──────── SUPPLIED INFORMATION ────────

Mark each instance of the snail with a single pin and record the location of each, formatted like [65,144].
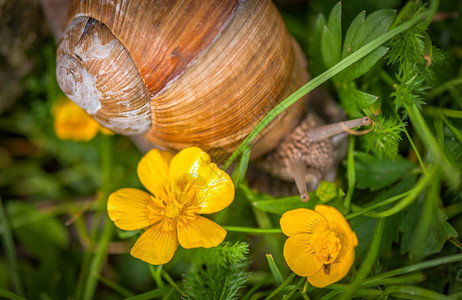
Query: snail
[196,73]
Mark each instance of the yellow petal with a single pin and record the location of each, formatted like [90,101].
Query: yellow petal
[153,172]
[72,123]
[302,220]
[217,192]
[127,208]
[334,272]
[188,161]
[201,232]
[299,255]
[339,225]
[214,188]
[155,246]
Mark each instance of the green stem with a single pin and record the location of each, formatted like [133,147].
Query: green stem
[156,273]
[281,287]
[406,201]
[376,205]
[443,88]
[351,173]
[451,173]
[412,268]
[436,111]
[369,261]
[8,245]
[94,263]
[252,230]
[318,80]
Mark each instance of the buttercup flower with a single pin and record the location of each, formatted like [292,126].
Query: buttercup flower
[72,123]
[183,187]
[320,244]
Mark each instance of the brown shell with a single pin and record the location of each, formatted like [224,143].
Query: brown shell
[211,70]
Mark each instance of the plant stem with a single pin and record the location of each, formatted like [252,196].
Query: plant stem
[351,173]
[94,263]
[369,261]
[10,252]
[253,230]
[281,287]
[318,80]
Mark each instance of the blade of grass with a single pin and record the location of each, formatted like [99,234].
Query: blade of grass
[318,80]
[452,175]
[281,287]
[151,294]
[369,261]
[351,173]
[424,180]
[116,287]
[406,291]
[376,280]
[10,295]
[95,262]
[274,269]
[10,252]
[253,230]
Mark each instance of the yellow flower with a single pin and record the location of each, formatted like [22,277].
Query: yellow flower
[320,244]
[182,188]
[72,123]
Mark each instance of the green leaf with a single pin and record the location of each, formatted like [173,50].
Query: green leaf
[375,174]
[274,269]
[280,206]
[42,238]
[314,49]
[353,101]
[241,168]
[331,40]
[362,66]
[359,34]
[350,37]
[440,231]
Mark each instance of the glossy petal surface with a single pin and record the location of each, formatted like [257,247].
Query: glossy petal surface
[339,224]
[153,171]
[299,255]
[201,232]
[214,188]
[72,123]
[155,246]
[217,192]
[336,271]
[302,220]
[127,208]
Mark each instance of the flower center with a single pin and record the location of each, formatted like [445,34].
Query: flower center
[172,211]
[326,246]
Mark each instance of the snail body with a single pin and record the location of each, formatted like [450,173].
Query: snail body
[182,73]
[191,73]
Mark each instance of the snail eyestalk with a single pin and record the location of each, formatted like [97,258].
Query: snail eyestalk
[298,169]
[327,131]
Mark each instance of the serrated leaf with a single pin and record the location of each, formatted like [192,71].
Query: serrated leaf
[376,24]
[353,101]
[361,32]
[314,49]
[363,65]
[375,174]
[331,40]
[280,206]
[440,231]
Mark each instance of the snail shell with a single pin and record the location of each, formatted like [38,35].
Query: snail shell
[183,73]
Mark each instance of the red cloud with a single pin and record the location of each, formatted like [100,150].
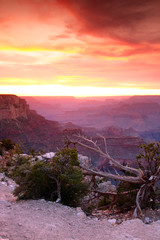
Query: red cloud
[129,21]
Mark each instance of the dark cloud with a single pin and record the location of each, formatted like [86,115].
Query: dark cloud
[131,21]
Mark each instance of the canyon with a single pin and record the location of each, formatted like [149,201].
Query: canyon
[34,131]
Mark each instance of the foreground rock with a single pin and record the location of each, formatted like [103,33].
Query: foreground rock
[39,219]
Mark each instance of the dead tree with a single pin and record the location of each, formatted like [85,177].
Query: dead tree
[146,178]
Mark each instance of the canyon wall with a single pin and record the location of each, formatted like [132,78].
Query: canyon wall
[12,107]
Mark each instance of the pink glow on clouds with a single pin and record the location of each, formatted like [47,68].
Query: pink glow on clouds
[80,43]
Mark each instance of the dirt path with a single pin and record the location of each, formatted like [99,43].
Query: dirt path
[42,220]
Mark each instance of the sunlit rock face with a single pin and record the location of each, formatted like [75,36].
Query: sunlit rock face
[12,107]
[26,127]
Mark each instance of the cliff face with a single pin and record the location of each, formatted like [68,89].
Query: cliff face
[12,107]
[25,126]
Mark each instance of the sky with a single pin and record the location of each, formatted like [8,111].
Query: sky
[80,47]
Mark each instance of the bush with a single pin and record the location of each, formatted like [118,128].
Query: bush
[41,179]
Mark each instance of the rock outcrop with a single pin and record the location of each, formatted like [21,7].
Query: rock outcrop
[12,107]
[25,126]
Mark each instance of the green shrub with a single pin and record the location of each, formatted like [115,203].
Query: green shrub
[40,179]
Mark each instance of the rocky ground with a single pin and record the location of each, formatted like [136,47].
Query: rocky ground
[39,219]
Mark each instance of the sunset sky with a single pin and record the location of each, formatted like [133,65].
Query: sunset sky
[80,47]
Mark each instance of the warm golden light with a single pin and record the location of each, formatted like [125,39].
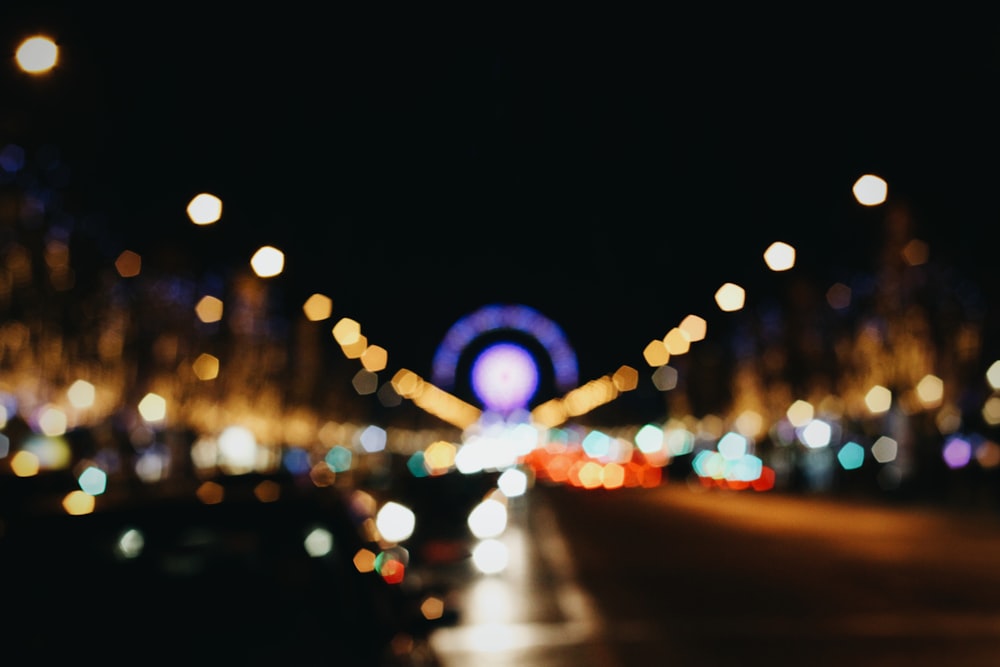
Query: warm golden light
[779,256]
[209,309]
[930,391]
[153,407]
[676,342]
[317,307]
[78,503]
[81,394]
[204,209]
[346,331]
[730,297]
[374,358]
[656,353]
[694,327]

────────

** EXERCISE AIM **
Rewrite everything from the line containing "Mark each instance of the bush" down to the end of the data, replacing "single pin" with "single dot" and changing nothing else. Leave the pictures out.

** FINAL RESULT **
Mark each instance of the bush with a single dot and record the location of each, formatted like [118,128].
Query: bush
[41,179]
Mark each instance of the rock outcrop with a single dot and record the location of each, formatted like [21,7].
Query: rock outcrop
[12,107]
[25,126]
Mark each instance of the green shrub with a single dot and record the location of each, formatted like [115,203].
Query: green shrub
[40,179]
Mark each instance of the rocky ground with a single dot and record the location of each, formatted like [136,47].
Query: rocky ground
[39,219]
Mark each instance of the sunset sky with a single dot and record the location of each, formatted like [133,65].
Query: sunset sky
[80,47]
Mark each instance of the warm golden light with a single dot and record the location of each, formatted like [125,39].
Query: warm golden light
[779,256]
[209,309]
[930,391]
[153,407]
[676,342]
[317,307]
[78,503]
[81,394]
[204,209]
[346,331]
[730,297]
[374,358]
[656,353]
[694,327]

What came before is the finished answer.